* JOBS
A: Quote a passage from the article on the homemade tractor, beginning at the words "Rumely on rubber" and ending after the words "propelled the tractor.".
B: Answer these questions using the article on the homemade tractor:
(i) What engine powers the tractor?
(ii) In what year was the tractor created?
(iii) How long did it take George to fit the rubber onto the wheels?
C: Pick up the article on the homemade tractor after its final sentence and keep writing it.

When a friend told George Benson that he had the perfect tractor for him, George couldn’t think what he was about to see, and he certainly didn’t expect it to be a case of love at first sight. But on a visit to “Rumely Bill” Krumweide in Drake, North Dakota, he saw a one-of-a-kind piece. “It runs good, with a 6hp 1928 McCormick-Deering gas engine in it,” Bill told him, “but all the rest of it is homemade.'”
“As soon as I saw it,” George says, “I loved it.”
The tractor was built by an elderly collector from Drake who specialized in making large-size scale models of old tractors, but whose name is lost to posterity. He sold the tractor as his health deteriorated.
George, who lives in Fletcher, Minnesota, says Bill told him that the builder didn’t use any plans. “He just used information from his brain,” he says. Built to look like a model of a 1930 14-28 Rumely OilPull, it was created in 1954. “It even sounds like a Rumely,” George says. “It intrigued me, so I bought it and hauled it home. But I didn’t like the way it was. I didn’t think it ran good enough, and it needed a good paint job and restoration.”
Rumely on rubber
The restoration was unusually complicated, considering that the homemade tractor had been built with parts from many different machines: The transmission and rear end were from a Dodge 3-speed pickup, with a friction clutch, and a chain drive connecting to big gear wheels off a baler. Front and rear wheels were from an International tractor, probably a 15-30, George thinks. The flywheels and pulleys were from the 1928 McCormick-Deering gas engine that propelled the tractor.
The tractor came with steel wheels, which George removed, cleaned and painted. Belting had been added to the wheels for traction, but it was worn and George replaced it with rubber. “City officials don’t like it if you drive something like this in a parade with lugs or steel wheels because it’s so hard on the macadam,” he says. “So I bought tractor tires from a friend and cut them with a knife, and then used a big razor blade to cut them down to size. That’s hard work.”
He drilled holes in the rubber, fitted it onto the wheels and bolted it down. “It took me a month to do it,” he recalls. “I put it on all four wheels, so I could run it that way.” Though the rubber on the front tires has worn off, that on the back tires remains good enough for parade use.
Model is a gas miser
The frame is channel iron bolted together, like all the rest of the tractor. “No welding was used, except for the top part of the smokestack, which was originally welded on,” he says. “But when I restored it, I added bolts.”
George also overhauled the engine, grinding the valves, and discovered that the fuel pump was not working well. He had an identical fuel pump cast and installed it. “It’s still there and still works,” he says. “It’s just exactly like the original one, but it was built by somebody.”

Dataset excerpt
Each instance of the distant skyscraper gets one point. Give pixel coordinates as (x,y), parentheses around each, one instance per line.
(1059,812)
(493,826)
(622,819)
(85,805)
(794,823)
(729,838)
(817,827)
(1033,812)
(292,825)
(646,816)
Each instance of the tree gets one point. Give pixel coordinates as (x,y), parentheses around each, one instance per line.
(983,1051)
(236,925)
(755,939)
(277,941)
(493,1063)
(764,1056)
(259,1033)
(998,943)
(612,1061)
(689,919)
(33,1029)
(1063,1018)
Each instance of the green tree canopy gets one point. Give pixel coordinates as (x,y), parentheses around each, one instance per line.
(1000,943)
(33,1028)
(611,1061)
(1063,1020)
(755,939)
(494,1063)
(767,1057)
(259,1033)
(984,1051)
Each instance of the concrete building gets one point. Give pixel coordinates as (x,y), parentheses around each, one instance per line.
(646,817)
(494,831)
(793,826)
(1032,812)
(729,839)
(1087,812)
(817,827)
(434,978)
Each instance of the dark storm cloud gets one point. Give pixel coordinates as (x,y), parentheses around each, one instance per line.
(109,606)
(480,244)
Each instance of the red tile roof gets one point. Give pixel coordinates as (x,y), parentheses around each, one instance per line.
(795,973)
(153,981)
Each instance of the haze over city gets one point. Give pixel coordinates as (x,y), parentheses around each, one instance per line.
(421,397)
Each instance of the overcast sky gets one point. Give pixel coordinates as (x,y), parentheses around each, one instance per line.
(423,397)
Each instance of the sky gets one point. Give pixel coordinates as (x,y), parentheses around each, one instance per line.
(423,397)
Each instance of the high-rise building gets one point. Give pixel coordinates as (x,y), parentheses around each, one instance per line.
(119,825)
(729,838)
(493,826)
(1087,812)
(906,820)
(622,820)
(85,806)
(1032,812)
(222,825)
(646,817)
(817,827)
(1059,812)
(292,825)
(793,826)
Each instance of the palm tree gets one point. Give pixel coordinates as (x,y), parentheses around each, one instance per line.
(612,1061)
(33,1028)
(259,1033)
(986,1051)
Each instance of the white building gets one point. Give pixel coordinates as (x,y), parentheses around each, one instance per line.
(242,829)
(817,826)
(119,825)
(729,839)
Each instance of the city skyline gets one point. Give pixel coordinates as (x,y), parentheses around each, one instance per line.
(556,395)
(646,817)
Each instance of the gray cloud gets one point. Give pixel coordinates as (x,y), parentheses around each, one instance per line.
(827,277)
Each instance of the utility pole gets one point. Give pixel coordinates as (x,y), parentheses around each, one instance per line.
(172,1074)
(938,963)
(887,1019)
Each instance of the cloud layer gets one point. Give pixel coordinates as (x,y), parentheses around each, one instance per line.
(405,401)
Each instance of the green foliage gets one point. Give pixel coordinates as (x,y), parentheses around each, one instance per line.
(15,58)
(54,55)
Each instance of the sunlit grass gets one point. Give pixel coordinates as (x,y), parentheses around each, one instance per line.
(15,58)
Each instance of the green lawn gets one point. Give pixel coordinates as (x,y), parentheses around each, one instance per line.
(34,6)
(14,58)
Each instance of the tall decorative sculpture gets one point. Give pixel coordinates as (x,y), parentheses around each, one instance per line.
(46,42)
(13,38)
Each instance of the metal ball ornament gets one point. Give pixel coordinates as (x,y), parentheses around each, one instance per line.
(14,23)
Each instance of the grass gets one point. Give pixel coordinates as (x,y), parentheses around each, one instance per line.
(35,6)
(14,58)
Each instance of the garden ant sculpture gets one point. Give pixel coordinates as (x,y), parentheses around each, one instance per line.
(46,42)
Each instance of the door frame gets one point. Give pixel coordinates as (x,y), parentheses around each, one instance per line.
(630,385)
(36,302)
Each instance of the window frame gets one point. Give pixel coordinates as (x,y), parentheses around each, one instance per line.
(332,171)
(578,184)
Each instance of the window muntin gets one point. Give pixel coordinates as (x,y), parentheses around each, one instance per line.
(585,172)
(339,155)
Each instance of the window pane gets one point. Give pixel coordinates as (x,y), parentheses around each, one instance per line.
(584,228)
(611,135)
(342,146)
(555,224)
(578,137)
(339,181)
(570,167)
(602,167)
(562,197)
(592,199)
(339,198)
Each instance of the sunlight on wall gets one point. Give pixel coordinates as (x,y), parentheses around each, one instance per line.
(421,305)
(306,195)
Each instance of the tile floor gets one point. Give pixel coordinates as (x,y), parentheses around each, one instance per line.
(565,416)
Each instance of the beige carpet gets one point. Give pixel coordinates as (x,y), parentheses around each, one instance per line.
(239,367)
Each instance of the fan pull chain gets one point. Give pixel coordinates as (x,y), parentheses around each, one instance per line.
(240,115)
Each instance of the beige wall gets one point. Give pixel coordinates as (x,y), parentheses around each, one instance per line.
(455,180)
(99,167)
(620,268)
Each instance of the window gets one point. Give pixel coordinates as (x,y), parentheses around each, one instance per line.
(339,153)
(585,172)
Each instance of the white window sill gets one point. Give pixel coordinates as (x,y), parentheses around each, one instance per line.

* RESPONSE LIST
A:
Rumely on rubber
The restoration was unusually complicated, considering that the homemade tractor had been built with parts from many different machines: The transmission and rear end were from a Dodge 3-speed pickup, with a friction clutch, and a chain drive connecting to big gear wheels off a baler. Front and rear wheels were from an International tractor, probably a 15-30, George thinks. The flywheels and pulleys were from the 1928 McCormick-Deering gas engine that propelled the tractor.

B:
(i) A 6hp 1928 McCormick-Deering gas engine.
(ii) 1954.
(iii) A month.

C:
He overhauled the carburetor and added a check valve. “When it pumped the fuel up, it would keep the line full all the time,” he says, “so just the excess would go back into the gas tank.” He says the engine won’t idle properly or work well if the gas line is pumping a good flow of gas. “The engine doesn’t use much gas,” he says, “but it must have gas in the carburetor.”
Tweaking the formula to produce the right smoke
The smokestack, which closely resembles one on a Rumely OilPull, is hollow, with a pipe running from the engine exhaust into the stack. The exhaust comes out the top, just like on a Rumely. George wanted it to smoke a little, more like a Rumely, so he tried a couple of methods: one was to use kerosene.
That could be accomplished right on the operator’s platform, which was made of sheet metal bolted together. The basic parts of the engine are there, right in front of the driver, where dials would be on a regular tractor. The engine is lengthwise with the spark plug in the center, and the carburetor is farther up on top of a chamber that could be filled with water.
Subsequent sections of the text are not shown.